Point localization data
------------------------

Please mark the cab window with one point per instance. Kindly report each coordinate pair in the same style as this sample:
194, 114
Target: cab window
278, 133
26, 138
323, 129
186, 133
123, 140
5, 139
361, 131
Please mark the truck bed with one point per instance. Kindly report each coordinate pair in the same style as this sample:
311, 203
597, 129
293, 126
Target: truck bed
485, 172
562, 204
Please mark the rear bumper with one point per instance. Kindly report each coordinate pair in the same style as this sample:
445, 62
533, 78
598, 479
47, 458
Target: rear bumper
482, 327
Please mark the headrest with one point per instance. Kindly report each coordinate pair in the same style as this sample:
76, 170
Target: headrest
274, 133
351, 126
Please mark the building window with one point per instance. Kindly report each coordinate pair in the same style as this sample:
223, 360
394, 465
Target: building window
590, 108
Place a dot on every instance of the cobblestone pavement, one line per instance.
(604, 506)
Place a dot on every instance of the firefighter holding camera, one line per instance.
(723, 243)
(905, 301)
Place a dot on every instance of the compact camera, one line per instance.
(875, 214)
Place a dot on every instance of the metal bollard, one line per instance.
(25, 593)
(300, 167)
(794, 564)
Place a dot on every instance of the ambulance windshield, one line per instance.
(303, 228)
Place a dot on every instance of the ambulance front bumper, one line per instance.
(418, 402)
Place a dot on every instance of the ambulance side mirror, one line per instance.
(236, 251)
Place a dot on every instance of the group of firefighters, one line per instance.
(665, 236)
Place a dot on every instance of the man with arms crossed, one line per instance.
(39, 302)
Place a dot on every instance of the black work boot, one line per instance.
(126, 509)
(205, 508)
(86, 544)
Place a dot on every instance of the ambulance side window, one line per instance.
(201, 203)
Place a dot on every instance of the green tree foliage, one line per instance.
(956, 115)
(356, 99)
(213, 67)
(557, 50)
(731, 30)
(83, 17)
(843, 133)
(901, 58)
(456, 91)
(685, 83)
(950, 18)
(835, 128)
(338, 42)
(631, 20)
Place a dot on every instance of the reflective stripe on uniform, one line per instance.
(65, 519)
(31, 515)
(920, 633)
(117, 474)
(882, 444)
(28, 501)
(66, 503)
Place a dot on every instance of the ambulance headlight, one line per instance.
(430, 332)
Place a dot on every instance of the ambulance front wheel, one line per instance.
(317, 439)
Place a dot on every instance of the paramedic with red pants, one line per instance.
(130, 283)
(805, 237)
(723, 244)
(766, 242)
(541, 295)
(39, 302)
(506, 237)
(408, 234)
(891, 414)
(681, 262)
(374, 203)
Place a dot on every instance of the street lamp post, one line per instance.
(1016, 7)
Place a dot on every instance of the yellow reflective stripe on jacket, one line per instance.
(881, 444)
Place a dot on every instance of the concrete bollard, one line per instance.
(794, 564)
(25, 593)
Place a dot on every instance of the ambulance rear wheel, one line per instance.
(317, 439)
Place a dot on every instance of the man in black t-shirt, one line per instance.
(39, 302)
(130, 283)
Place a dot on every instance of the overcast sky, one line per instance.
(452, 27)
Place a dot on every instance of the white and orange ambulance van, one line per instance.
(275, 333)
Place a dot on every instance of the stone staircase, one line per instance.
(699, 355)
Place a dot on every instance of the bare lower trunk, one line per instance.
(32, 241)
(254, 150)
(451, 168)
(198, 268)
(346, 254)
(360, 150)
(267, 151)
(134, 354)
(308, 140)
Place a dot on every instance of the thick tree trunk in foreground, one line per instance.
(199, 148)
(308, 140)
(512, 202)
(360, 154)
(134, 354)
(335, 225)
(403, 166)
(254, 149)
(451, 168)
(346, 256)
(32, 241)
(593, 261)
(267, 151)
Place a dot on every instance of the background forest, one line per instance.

------------------------

Line by line, transcribe the data exactly.

Please mark the cab window with one point per instance. Kindly report each coordinate pair in the same style as this sample:
194, 114
Target: cab window
278, 133
26, 138
323, 129
186, 133
123, 140
5, 139
361, 131
Please mark the truck bed with one point per instance. Kindly report each coordinate pair in the same style as this sample:
311, 203
597, 129
293, 126
Target: truck bed
485, 172
562, 204
Please mark the rear bumper with one point per instance. Kindly report each coordinate pair in the same style as this sample:
445, 62
533, 78
598, 479
47, 458
Target: rear bumper
482, 327
Please mark the headrest with one point per instance. Kindly report each coordinate pair in the same style as this sample:
76, 170
Target: headrest
274, 133
351, 126
Please mark the building window with one point per instance. Kindly report each coordinate pair in the same style as this sample:
223, 360
394, 465
Target: building window
590, 108
Place a dot on every instance of the cobblestone pavement, one line per instance.
(604, 506)
Place a dot on every instance of the firefighter holding camera, one line per instance.
(723, 243)
(905, 301)
Place a dot on every instance of the compact camera, one line per instance.
(875, 214)
Place a dot on every instance of the metal bollard, one line per instance.
(25, 593)
(300, 167)
(794, 564)
Place a dot on every instance of the ambulance windshield, one line per instance.
(303, 228)
Place a dot on every instance of the ambulance front bumper, one line per instance.
(418, 402)
Place a dot on every instance of the ambulance side mirror, one line per instance.
(236, 251)
Place a dot on every instance of the group of firefighters, one line per instance.
(665, 236)
Place a dot on every instance of the man with arms crossed, one line per instance.
(39, 302)
Place a dot on every instance of the black work boot, one line per instance.
(126, 509)
(205, 508)
(86, 544)
Place a dot on every instance of the ambulance side window, one line per instance.
(201, 203)
Place a dot on every instance of the green tree foliage, one line per instance.
(956, 115)
(356, 99)
(213, 67)
(557, 50)
(731, 30)
(83, 17)
(843, 133)
(901, 58)
(456, 91)
(685, 83)
(950, 18)
(835, 128)
(338, 42)
(631, 20)
Place a dot on every instance of the reflective stripe on uniform, one line per instance.
(65, 519)
(31, 515)
(920, 633)
(117, 474)
(882, 444)
(28, 501)
(66, 503)
Place a dot on every instance of the ambulance headlight, one line per instance.
(430, 332)
Place a dot on every instance of the ambulance front wheel, one line per instance.
(317, 439)
Place a dot on every instance of the paramedic with red pants, one line per instance.
(130, 283)
(805, 237)
(723, 244)
(766, 242)
(541, 295)
(39, 302)
(506, 237)
(408, 234)
(891, 414)
(681, 262)
(374, 203)
Place a dot on every instance of the street lamp post, one line per instance.
(1016, 7)
Place a dot on every instance of the yellow reflective stripe on jacket, one line per instance.
(881, 444)
Place a dot on every instance of the concrete bollard, one line per instance.
(794, 564)
(25, 593)
Place a dot on every instance of the ambulance rear wheel, one line per instance.
(317, 439)
Place a dot on every instance of the man in black t-shirt, one line per instance.
(39, 302)
(130, 283)
Place a dot on every instance of the overcast sky, one line per instance.
(452, 27)
Place a dot on every instance of the white and orange ambulance van, one line per instance.
(275, 333)
Place a dot on every instance of the stone staircase, one line per instance.
(699, 355)
Place a dot on every instance of the bare lower trunk, one line per instance.
(32, 241)
(254, 150)
(451, 168)
(198, 268)
(346, 254)
(360, 150)
(267, 151)
(134, 354)
(308, 140)
Place a dot on every instance of the thick tree trunk in foreground, one line per instance.
(199, 148)
(308, 140)
(512, 202)
(360, 154)
(134, 354)
(335, 225)
(403, 166)
(254, 149)
(451, 168)
(346, 256)
(32, 241)
(593, 261)
(267, 151)
Place a dot on every instance of the background forest, one line per instance.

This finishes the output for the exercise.